◆ Çıkarılan Metin ◆
==========
19.10.2008

64

Bilmiyorum, ne haldeyim. Dönüyorum, hem de pis dönüyorum. Dünya, ben, ay ve yıldızlar gece gündüz demeden dönüyoruz. Dönüyoruz. Başım çok dönüyor bugün. Salak bir gün. Kıyısında gibi, duracakmışım, atlayacakmışım gibi, huzursuz gibi, sefil gibi.



Bu kadar güzel olmaya gerek yok, gerek olmadığından diyordum ki bu kadar güzelim bu gece, kaç gecenin çirkinliği bu, kaç gecenin beti benzinde sap sarı, belki de kuru kayısı, bilmiyorum. İyi misin Asua diyorlar, hiç olmadığınca dönüyorum, bak nasıl iyi olmam ki.



Senden nefret ediyorum, önce kendimden, sonra senden, sonra da diğerlerinden, kimin umurunda, belki Cihan bakar, benim umurumda der, bir sigara yakarım, olmadı, bakarım, daha olmadı uyurum, yapabileceklerim bunlarla sınırlı, dönüyoruz, kalın sağlıcakla.
==========
◆ Yazılı Görev ◆
Çıkarılan metinde "Bu kadar güzel olmaya" ifadesinden "dönüyoruz, kalın sağlıcakla." ifadesine kadar uzanan bölümü hiçbir değişiklik yapmadan yineleyin.

◆ Sağlanan Veriler ◆
==========
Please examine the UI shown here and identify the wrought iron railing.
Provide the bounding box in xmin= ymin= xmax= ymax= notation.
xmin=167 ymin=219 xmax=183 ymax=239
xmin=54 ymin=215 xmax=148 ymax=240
==========
◆ Bu Alıştırmanın Yanıtı ◆
Bu kadar güzel olmaya gerek yok, gerek olmadığından diyordum ki bu kadar güzelim bu gece, kaç gecenin çirkinliği bu, kaç gecenin beti benzinde sap sarı, belki de kuru kayısı, bilmiyorum. İyi misin Asua diyorlar, hiç olmadığınca dönüyorum, bak nasıl iyi olmam ki.



Senden nefret ediyorum, önce kendimden, sonra senden, sonra da diğerlerinden, kimin umurunda, belki Cihan bakar, benim umurumda der, bir sigara yakarım, olmadı, bakarım, daha olmadı uyurum, yapabileceklerim bunlarla sınırlı, dönüyoruz, kalın sağlıcakla.